(EXERCISE GOAL): Locate each line in the items below that contains the string "strap", and copy those lines. Treat uppercase and lowercase letters as different.

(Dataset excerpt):
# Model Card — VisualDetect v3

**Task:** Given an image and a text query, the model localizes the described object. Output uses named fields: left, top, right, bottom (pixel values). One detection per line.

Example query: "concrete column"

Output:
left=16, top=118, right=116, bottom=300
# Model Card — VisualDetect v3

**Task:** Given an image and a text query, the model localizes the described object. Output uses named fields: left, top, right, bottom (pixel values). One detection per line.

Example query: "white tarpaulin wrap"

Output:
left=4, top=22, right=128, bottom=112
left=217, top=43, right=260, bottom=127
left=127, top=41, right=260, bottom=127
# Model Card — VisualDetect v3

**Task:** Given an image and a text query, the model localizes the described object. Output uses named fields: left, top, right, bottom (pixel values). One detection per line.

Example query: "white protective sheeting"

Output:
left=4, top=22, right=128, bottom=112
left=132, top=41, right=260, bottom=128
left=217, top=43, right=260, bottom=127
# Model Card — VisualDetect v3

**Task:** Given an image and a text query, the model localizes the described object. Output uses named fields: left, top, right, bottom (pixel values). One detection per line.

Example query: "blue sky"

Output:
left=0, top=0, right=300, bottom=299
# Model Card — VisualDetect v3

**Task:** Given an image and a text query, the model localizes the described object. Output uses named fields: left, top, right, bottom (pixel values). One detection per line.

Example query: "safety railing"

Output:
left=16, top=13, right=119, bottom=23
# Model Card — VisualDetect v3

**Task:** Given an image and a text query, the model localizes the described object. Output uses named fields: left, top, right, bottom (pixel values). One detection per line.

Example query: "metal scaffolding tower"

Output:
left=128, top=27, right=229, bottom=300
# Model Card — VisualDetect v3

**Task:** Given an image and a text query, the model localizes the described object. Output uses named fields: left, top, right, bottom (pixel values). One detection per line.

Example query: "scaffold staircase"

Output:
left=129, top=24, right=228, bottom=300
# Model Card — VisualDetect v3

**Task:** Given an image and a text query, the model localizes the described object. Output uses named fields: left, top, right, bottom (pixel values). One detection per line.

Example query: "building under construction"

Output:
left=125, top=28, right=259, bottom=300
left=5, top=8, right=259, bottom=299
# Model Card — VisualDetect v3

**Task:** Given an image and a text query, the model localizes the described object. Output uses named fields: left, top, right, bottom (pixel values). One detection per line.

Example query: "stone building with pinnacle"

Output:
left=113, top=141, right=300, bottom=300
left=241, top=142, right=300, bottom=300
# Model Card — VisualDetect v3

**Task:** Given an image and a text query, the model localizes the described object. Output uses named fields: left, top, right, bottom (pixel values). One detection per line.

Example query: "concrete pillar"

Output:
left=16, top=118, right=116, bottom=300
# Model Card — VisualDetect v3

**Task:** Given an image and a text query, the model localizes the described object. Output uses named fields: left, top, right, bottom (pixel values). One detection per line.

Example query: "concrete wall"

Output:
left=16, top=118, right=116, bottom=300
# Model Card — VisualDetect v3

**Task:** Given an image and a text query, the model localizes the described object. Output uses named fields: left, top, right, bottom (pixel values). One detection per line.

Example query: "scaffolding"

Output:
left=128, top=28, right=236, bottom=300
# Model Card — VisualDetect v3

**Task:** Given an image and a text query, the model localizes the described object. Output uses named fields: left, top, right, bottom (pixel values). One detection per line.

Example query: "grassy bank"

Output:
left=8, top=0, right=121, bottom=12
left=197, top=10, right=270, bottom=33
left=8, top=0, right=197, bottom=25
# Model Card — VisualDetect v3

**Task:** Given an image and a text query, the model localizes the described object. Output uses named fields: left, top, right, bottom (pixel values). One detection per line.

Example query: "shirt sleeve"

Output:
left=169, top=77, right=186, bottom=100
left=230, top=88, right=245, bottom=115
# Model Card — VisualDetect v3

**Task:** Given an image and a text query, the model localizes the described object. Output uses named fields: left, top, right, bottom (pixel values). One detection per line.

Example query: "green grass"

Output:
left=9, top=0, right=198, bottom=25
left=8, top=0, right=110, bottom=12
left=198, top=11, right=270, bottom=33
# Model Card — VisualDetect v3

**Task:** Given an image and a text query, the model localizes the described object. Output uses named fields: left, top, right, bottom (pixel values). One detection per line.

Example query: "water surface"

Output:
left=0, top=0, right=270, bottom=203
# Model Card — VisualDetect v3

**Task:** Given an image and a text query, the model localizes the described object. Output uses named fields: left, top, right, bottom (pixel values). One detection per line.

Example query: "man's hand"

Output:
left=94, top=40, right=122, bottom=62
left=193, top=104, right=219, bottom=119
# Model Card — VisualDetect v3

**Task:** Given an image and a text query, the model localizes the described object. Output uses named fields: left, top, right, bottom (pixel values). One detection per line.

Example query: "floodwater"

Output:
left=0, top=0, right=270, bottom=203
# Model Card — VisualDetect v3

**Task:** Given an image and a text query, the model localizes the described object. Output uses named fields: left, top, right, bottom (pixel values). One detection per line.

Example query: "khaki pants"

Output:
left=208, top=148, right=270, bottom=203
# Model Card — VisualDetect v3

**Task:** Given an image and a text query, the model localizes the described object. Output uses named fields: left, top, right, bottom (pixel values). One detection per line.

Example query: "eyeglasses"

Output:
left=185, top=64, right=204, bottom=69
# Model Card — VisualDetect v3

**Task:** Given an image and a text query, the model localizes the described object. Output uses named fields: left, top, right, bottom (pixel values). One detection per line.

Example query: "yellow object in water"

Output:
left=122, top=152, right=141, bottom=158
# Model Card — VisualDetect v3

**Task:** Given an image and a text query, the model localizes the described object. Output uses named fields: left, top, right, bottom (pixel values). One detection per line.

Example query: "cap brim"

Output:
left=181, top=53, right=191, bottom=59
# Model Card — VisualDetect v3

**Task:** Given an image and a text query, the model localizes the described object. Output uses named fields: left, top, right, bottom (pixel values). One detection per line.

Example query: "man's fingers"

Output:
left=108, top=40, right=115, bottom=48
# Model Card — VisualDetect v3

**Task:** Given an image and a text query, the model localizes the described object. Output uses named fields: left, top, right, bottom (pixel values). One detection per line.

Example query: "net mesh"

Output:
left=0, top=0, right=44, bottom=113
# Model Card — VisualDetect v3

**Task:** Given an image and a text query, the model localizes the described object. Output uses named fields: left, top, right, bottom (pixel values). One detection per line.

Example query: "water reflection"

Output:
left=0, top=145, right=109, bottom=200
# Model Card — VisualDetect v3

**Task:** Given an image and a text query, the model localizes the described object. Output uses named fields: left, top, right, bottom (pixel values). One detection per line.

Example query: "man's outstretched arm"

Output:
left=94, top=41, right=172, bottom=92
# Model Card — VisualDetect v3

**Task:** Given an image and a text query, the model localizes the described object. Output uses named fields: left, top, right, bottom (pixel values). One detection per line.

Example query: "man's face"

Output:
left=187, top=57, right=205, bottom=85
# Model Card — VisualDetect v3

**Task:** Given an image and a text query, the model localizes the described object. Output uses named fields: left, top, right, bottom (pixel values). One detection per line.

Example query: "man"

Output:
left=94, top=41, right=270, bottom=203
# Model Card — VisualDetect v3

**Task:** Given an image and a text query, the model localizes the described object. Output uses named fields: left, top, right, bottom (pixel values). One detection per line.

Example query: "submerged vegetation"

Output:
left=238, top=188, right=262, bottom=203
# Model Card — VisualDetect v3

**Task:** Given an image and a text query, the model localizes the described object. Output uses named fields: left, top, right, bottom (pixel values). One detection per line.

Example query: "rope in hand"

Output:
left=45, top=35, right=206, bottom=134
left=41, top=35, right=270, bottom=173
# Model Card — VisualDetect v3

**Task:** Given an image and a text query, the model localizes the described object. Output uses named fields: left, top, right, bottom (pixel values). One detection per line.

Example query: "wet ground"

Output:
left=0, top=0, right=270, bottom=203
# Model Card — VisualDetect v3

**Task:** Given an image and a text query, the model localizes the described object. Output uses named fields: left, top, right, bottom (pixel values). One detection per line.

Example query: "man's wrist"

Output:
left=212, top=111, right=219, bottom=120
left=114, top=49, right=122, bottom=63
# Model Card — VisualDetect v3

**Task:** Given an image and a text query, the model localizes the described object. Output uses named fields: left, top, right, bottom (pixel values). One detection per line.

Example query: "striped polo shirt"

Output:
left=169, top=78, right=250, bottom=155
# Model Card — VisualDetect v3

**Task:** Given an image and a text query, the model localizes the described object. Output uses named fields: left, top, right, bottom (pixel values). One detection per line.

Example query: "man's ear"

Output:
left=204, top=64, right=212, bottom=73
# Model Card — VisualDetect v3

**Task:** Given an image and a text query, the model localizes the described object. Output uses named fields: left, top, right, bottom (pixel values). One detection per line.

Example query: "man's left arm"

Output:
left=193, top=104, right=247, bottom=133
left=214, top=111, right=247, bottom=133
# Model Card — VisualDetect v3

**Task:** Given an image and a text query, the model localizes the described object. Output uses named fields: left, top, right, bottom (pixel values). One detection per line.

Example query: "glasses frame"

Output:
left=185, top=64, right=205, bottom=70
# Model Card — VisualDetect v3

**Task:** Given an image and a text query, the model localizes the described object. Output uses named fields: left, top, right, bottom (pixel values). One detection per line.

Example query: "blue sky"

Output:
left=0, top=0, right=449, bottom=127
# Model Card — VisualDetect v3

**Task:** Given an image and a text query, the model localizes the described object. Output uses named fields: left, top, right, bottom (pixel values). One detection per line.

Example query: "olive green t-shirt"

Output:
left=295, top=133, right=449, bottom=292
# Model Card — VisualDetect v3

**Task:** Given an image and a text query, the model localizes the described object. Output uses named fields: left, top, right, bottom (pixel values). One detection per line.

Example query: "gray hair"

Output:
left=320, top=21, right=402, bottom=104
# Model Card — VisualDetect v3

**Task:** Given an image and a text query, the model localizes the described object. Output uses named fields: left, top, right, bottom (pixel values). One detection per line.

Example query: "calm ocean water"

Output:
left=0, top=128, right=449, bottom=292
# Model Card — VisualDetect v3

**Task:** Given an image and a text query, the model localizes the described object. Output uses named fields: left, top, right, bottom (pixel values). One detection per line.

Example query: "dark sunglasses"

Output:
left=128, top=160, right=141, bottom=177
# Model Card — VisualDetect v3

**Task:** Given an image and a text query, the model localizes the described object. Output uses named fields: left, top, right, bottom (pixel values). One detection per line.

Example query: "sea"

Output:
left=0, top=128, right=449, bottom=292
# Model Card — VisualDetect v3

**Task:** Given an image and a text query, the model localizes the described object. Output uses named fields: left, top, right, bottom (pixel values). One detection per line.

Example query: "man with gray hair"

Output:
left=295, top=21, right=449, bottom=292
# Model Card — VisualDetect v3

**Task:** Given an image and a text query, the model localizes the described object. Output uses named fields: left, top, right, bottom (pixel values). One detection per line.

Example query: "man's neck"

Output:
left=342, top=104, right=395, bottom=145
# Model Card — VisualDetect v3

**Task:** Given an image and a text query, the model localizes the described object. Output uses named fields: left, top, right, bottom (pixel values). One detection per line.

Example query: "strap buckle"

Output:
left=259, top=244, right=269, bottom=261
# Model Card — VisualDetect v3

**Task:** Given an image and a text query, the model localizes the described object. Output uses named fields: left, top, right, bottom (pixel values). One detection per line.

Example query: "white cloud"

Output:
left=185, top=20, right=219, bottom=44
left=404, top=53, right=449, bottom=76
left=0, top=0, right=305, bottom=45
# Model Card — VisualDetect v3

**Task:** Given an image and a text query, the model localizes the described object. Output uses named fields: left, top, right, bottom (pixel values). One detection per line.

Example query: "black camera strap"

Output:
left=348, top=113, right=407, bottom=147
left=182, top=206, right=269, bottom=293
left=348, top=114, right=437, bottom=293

(WRITTEN SOLUTION):
Example query: "strap buckle"
Example query: "black camera strap"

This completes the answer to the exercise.